## REQUIREMENT:
Reproduce the lines of data below without any change, starting at the line that contains "green grass field" and continuing through the last line of the data.

-- Start LISTED ENTRIES --

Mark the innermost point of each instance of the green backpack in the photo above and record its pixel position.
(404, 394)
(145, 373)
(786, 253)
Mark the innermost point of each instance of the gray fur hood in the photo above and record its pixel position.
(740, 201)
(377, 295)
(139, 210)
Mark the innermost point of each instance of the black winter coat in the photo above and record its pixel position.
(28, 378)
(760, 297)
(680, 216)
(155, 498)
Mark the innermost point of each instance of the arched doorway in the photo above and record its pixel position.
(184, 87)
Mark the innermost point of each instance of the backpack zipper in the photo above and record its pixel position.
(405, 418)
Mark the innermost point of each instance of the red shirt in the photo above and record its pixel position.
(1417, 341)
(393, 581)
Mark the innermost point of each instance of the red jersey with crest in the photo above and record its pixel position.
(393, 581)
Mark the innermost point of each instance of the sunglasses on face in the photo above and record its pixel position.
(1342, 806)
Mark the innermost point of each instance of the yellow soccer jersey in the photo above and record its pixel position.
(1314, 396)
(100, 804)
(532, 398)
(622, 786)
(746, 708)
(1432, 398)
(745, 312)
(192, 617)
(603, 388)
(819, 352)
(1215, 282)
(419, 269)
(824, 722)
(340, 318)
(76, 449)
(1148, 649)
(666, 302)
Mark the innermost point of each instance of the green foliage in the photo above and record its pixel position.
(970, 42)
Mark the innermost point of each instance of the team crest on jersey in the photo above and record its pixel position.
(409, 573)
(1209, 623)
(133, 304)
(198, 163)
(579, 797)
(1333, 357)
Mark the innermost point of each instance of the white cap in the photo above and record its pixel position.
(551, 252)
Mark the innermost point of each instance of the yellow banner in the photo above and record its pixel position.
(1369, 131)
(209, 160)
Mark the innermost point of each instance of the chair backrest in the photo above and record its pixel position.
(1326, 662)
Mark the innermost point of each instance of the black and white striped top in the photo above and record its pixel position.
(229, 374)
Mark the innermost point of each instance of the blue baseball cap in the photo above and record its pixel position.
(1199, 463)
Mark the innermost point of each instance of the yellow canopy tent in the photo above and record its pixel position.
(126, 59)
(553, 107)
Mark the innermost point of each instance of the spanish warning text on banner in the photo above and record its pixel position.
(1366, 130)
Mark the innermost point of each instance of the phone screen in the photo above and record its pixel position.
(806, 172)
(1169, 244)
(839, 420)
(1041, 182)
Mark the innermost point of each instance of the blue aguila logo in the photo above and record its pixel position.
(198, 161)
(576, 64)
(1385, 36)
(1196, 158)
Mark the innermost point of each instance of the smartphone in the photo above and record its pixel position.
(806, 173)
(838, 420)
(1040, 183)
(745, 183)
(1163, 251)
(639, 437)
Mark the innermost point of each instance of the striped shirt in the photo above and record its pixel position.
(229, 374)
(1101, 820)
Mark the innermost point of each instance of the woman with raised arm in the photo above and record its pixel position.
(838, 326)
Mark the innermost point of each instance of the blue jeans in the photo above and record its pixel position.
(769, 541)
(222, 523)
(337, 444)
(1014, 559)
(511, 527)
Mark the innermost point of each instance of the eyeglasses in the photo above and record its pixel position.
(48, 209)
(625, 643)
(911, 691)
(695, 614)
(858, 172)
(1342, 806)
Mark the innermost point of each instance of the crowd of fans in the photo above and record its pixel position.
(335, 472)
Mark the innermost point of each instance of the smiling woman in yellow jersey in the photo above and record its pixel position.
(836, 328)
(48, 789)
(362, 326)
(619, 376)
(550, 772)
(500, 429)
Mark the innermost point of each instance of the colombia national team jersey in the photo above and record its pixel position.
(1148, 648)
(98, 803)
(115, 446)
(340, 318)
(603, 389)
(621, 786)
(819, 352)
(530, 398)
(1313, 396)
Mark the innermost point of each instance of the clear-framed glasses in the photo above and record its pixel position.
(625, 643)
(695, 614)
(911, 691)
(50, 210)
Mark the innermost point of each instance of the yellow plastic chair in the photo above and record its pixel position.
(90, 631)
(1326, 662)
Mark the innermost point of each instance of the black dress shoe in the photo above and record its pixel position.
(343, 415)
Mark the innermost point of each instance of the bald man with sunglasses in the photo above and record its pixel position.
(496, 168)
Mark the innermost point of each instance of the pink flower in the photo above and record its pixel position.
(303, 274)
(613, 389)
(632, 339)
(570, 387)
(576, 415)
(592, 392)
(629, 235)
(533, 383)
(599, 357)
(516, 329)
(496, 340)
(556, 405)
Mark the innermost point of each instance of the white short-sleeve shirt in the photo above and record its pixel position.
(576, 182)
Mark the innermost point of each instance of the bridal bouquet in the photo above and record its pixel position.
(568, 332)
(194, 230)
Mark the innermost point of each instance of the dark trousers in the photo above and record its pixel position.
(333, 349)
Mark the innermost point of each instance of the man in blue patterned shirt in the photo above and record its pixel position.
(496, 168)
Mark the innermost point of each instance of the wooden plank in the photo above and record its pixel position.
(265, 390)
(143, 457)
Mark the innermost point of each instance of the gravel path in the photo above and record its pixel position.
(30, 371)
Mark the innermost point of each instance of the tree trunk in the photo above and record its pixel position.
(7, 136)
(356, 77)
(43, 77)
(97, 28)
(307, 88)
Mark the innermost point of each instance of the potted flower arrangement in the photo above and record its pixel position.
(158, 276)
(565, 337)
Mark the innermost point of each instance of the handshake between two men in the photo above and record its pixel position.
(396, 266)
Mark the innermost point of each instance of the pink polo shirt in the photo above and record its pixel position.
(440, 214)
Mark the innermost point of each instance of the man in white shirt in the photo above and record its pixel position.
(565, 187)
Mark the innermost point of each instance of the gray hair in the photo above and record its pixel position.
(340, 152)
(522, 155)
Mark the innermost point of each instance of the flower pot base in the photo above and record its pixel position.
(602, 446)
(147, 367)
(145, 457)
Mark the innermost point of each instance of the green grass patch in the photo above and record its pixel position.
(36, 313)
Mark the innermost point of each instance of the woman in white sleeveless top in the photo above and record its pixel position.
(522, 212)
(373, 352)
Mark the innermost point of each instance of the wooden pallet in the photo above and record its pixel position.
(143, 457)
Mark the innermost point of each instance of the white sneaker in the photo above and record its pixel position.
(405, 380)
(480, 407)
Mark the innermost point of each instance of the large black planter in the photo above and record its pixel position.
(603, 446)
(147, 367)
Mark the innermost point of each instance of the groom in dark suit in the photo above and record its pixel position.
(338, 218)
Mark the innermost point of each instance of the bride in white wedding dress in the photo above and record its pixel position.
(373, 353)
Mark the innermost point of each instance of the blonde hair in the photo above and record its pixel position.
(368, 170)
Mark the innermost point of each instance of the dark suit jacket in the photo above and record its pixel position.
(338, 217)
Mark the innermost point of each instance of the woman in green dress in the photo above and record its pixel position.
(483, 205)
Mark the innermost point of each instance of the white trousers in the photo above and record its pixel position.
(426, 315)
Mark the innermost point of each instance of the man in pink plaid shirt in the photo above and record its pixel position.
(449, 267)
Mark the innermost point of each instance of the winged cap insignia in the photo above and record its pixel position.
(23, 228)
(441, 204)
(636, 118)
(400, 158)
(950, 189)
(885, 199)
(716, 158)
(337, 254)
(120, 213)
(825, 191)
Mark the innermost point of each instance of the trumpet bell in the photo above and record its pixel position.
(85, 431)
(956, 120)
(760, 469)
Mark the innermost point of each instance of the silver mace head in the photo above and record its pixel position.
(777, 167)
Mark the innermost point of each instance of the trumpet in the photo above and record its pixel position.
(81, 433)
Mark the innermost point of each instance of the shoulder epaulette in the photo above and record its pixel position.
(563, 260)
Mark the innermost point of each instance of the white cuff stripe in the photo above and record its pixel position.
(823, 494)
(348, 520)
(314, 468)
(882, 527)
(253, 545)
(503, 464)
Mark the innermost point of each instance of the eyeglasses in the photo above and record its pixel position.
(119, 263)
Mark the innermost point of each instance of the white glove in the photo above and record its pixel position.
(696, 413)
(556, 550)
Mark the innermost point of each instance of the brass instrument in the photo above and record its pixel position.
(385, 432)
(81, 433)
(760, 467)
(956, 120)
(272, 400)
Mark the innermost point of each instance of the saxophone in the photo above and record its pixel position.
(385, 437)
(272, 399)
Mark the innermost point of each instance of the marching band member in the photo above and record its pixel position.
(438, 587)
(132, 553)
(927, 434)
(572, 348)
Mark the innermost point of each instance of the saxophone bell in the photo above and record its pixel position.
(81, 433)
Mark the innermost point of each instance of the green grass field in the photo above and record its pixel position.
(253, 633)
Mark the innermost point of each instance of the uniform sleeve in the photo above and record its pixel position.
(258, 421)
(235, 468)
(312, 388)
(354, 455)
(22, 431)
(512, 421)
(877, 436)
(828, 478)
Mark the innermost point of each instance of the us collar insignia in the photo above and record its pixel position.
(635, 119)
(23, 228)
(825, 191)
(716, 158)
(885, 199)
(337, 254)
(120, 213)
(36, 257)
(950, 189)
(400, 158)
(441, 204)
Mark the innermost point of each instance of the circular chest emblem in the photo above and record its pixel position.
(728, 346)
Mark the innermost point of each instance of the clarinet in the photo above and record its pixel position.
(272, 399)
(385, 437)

-- End LISTED ENTRIES --

## EXERCISE ANSWER:
Mark the innermost point of each instance of the green grass field in the photo above and record its pixel position.
(253, 633)
Mark the innermost point of each instance of the uniform sleeve in the photo above and record its pixel position.
(258, 421)
(235, 468)
(312, 388)
(354, 455)
(22, 431)
(512, 421)
(877, 436)
(828, 478)
Mark the innermost point of each instance of the us collar insignia in the photo above and record its pixel position.
(635, 119)
(23, 228)
(825, 191)
(716, 158)
(885, 199)
(337, 254)
(120, 213)
(36, 257)
(950, 189)
(400, 158)
(441, 204)
Mark the innermost point of each instance of the circular chest emblem in the photo above and record its pixel position.
(728, 346)
Mark the innermost point of each instance of the clarinet in the photo above and record its pixel position.
(272, 399)
(385, 437)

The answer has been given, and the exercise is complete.